Count the lines in the records beneath this task that contain the string "blanket", then give the count by itself.

- _ENTRIES PROVIDED_:

**********

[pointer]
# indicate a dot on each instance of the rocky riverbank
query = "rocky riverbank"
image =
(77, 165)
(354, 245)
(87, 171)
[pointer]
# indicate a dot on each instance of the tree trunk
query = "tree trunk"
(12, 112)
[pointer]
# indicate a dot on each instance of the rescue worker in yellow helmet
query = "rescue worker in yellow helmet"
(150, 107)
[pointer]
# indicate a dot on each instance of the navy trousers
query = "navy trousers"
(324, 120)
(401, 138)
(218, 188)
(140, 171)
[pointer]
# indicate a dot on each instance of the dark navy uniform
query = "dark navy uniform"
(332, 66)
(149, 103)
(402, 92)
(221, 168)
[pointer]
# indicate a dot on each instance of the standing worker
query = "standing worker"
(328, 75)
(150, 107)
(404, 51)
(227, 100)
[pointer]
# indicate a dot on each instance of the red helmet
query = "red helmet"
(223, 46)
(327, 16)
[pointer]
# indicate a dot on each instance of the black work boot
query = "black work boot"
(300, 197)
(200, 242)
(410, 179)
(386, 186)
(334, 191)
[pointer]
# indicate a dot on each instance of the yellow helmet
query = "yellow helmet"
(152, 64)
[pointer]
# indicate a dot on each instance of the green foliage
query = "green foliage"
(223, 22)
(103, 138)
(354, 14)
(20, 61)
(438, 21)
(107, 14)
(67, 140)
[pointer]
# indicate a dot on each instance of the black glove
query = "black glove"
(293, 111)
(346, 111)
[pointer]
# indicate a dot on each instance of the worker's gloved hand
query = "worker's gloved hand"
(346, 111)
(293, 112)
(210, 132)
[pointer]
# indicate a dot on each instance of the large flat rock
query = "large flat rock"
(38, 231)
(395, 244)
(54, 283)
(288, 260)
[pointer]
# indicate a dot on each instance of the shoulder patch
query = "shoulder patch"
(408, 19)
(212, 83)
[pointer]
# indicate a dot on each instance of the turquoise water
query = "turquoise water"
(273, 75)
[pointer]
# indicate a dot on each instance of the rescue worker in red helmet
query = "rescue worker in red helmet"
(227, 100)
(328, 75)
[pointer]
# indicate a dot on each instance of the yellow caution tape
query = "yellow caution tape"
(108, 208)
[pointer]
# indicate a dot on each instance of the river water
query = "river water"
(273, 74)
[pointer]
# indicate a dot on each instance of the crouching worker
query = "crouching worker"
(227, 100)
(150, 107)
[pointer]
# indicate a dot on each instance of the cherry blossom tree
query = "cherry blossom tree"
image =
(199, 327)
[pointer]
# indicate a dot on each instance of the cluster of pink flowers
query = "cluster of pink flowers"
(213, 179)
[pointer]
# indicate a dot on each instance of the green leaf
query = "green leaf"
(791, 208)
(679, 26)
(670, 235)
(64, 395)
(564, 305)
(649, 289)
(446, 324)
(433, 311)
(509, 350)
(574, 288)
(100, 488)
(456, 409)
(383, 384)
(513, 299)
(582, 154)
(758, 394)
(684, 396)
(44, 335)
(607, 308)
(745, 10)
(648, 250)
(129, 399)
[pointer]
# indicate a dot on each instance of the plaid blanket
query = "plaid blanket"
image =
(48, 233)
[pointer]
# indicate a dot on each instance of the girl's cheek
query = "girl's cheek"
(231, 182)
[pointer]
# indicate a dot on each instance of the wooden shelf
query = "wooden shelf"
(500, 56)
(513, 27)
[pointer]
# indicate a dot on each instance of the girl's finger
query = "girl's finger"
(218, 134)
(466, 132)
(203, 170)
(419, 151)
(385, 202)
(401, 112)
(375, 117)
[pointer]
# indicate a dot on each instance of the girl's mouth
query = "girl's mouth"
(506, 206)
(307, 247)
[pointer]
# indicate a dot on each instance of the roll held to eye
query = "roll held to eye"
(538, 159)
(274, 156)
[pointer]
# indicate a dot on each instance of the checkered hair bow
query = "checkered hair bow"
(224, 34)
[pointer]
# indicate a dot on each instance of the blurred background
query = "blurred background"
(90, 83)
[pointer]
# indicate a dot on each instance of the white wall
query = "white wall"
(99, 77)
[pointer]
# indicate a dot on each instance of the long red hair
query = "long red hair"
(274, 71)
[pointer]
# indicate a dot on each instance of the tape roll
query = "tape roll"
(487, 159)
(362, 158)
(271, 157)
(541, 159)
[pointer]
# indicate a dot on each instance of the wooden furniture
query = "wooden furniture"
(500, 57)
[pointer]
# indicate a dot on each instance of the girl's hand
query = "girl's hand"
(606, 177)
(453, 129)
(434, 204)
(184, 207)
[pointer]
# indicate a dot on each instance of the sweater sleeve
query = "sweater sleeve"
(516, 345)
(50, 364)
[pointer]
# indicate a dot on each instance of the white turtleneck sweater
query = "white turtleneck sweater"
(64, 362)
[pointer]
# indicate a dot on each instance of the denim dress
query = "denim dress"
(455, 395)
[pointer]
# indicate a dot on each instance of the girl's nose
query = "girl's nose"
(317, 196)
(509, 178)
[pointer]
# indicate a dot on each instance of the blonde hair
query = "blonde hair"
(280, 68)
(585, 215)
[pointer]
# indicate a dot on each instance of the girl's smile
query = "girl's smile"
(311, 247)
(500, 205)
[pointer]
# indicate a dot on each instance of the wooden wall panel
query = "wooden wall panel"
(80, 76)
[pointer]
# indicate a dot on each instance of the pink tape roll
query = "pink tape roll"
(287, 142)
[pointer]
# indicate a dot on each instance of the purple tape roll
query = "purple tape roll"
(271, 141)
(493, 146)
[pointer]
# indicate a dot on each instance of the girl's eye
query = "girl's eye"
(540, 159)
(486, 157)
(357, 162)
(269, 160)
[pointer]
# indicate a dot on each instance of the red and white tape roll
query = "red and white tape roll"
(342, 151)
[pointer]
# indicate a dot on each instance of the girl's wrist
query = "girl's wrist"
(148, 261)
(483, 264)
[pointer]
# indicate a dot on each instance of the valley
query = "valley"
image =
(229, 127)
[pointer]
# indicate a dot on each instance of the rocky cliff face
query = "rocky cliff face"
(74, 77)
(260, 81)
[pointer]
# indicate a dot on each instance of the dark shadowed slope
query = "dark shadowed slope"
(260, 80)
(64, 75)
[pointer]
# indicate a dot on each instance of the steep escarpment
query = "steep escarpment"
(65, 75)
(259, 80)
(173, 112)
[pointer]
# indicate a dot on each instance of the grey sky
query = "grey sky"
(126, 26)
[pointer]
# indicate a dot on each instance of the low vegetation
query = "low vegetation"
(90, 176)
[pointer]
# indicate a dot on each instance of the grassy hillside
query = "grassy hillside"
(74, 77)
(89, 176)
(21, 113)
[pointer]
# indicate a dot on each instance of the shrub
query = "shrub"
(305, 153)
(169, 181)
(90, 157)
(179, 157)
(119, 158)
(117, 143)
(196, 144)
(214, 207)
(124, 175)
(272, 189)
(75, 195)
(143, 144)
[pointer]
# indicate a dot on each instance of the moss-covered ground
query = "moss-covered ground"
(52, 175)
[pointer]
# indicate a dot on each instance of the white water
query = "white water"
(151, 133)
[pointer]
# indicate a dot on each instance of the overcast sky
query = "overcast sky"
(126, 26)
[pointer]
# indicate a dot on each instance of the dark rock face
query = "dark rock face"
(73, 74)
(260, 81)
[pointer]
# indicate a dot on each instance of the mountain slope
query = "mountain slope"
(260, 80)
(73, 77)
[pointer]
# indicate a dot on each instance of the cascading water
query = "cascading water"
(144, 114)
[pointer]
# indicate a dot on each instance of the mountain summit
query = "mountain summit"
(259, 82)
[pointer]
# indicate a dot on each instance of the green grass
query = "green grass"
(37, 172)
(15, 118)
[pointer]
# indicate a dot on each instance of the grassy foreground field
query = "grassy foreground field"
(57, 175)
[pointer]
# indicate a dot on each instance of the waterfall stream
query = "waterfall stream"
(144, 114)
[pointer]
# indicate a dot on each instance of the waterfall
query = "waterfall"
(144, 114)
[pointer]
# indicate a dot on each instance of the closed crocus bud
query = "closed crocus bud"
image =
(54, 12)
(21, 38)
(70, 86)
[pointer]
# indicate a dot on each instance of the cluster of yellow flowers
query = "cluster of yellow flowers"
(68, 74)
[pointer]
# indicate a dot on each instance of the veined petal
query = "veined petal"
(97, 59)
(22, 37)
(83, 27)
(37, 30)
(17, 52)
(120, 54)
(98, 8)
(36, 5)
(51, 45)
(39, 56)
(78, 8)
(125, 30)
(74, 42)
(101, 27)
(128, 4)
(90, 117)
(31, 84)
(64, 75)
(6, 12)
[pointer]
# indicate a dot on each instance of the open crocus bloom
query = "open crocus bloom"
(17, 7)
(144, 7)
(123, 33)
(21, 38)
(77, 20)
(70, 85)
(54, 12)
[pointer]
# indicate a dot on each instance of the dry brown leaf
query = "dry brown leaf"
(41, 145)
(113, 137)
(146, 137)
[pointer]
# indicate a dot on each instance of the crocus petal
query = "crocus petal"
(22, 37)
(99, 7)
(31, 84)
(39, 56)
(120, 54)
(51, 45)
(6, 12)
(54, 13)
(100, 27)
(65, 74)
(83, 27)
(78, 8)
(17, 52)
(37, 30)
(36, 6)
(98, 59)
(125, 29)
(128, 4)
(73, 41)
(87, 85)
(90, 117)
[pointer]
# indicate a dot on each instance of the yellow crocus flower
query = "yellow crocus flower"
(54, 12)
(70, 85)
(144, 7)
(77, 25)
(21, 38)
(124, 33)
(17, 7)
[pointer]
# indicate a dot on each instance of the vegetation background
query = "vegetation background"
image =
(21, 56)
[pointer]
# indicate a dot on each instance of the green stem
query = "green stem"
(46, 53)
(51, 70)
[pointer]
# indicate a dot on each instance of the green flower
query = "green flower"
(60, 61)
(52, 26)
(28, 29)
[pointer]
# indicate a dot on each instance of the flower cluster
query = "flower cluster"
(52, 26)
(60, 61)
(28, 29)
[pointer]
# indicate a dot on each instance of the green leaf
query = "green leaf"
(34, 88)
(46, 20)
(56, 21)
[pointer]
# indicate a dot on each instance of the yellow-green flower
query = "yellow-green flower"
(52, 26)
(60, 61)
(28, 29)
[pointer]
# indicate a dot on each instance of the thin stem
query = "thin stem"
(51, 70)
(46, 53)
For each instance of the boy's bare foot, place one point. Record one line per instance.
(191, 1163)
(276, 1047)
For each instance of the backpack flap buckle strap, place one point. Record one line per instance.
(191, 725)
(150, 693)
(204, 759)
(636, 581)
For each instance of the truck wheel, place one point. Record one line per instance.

**********

- _TASK RESULT_: 2